▶ **YOUR INSTRUCTIONS**
Print the listing below exactly.

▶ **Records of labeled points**
>>>

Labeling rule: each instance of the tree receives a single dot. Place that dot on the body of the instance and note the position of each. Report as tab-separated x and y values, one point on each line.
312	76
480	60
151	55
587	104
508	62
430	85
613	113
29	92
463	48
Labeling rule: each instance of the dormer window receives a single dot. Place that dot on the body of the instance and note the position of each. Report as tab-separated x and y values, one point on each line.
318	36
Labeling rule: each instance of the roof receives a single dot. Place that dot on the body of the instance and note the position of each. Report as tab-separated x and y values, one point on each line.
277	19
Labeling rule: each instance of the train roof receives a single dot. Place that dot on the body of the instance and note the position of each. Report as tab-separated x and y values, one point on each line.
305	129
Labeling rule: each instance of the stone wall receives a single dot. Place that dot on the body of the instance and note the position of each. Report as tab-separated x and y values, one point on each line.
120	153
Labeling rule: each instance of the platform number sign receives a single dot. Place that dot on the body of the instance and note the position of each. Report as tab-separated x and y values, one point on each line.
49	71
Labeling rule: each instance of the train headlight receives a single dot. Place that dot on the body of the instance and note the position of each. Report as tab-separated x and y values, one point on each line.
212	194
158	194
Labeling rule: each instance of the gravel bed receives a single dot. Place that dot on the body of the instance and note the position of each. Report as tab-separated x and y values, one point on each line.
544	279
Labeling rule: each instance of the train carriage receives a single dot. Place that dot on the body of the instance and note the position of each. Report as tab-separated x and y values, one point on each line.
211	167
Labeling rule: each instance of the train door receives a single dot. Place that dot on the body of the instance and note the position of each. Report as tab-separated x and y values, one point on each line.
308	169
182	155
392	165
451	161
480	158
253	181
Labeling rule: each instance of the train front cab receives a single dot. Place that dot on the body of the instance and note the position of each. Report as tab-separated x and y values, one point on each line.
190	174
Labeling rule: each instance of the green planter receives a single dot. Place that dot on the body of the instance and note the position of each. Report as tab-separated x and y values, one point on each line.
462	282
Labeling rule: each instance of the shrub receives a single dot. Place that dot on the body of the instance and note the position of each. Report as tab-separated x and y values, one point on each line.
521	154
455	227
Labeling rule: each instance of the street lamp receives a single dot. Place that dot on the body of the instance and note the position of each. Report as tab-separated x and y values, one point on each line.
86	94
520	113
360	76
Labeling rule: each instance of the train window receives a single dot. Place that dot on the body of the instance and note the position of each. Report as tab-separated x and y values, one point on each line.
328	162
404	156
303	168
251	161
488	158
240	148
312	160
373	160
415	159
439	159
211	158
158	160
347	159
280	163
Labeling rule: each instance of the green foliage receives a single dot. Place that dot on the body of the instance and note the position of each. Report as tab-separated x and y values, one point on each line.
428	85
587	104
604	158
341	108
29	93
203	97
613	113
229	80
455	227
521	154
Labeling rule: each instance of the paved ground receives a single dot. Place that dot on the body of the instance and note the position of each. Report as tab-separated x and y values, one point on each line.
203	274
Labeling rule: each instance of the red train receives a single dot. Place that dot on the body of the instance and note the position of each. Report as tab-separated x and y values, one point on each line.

<<<

▶ **ANSWER**
Labeling rule: each instance of the tree receives a single dot. Place that dot on the body of the instance and note the position of each. Report as tab-separated x and y values, one point on each line.
312	76
480	60
151	55
587	104
508	62
430	85
613	113
29	92
463	48
Labeling rule: each instance of the dormer window receives a single dot. Place that dot on the body of the instance and note the position of each. Report as tab-separated x and y values, one point on each line.
318	36
Labeling rule: each instance of the roof receives a single dot. Place that dot on the body of the instance and note the position of each. Report as tab-separated x and y values, one point on each line.
277	19
Labeling rule: each instance of the train roof receives a single dot. Place that dot on the body of the instance and note the position of each. Report as tab-separated x and y values, one point on each line.
305	129
Labeling rule: each instance of the stone wall receives a single dot. Place that dot on the body of the instance and note the position of each. Report as tab-separated x and y values, one point on each line.
120	153
Labeling rule: each instance of the platform number sign receives a single dot. Place that dot on the body of the instance and note the position of each. Report as tab-separated x and y values, one point on each line.
49	71
Labeling rule: each instance of the train headlight receives a single dot. Place that dot on the body of the instance and note the position of each. Report as tab-separated x and y values, one point on each line.
212	194
158	194
Labeling rule: each instance of the gravel bed receives a single dot. Place that dot on the body of the instance and note the position of each. Report as tab-separated x and y values, one point on each line.
544	279
Labeling rule: each instance of the train carriage receives a single dot. Place that dot on the body of the instance and note the position of each. Report as tab-separated x and y values, one point on each line.
211	167
Labeling rule: each instance of the train door receives a single dot. Place that dot on the body of the instance and note the position of each. Report as tab-separated x and y values, one point on each line.
308	169
182	155
392	165
451	161
480	158
253	181
Labeling rule: each instance of the train front cab receives a single dot. Place that dot on the body of the instance and note the position of each. Report as tab-separated x and y values, one point on each line.
190	174
Labeling rule: each instance of the green planter receives a single dot. Place that dot on the body of the instance and note the position of each. Report as tab-separated x and y values, one point on each line.
462	282
Labeling rule: each instance of the shrub receives a single dot. Place that dot on the body of the instance and note the position of each. Report as tab-separated x and y values, one point on each line.
521	154
455	227
Labeling rule: each instance of the street lamp receives a single dot. Place that dot on the body of the instance and note the position of each. Report as tab-separated x and y values, one point on each line.
86	94
520	113
360	76
Labeling rule: each instance of the train window receives a single dot. Place that dot on the body of the instance and note the position of each. Report as tab-separated x and y values, one point on each line.
328	162
404	156
303	168
251	161
488	158
240	148
312	160
373	160
415	159
439	159
211	158
158	160
347	159
280	163
Labeling rule: each instance of the green foliage receives a single dot. Place that dot on the body of the instance and note the position of each. Report as tab-separated x and y values, one point on each line.
428	85
587	104
604	158
341	108
29	93
203	97
613	113
229	80
455	227
521	154
Labeling rule: each instance of the paved ground receives a single dot. Place that dot on the body of the instance and note the position of each. Report as tab-separated x and y values, one point on each line.
203	274
Labeling rule: each instance of the red train receives a single dot. Place that dot on the body of the instance and note the position of each. Report as tab-separated x and y values, one point on each line.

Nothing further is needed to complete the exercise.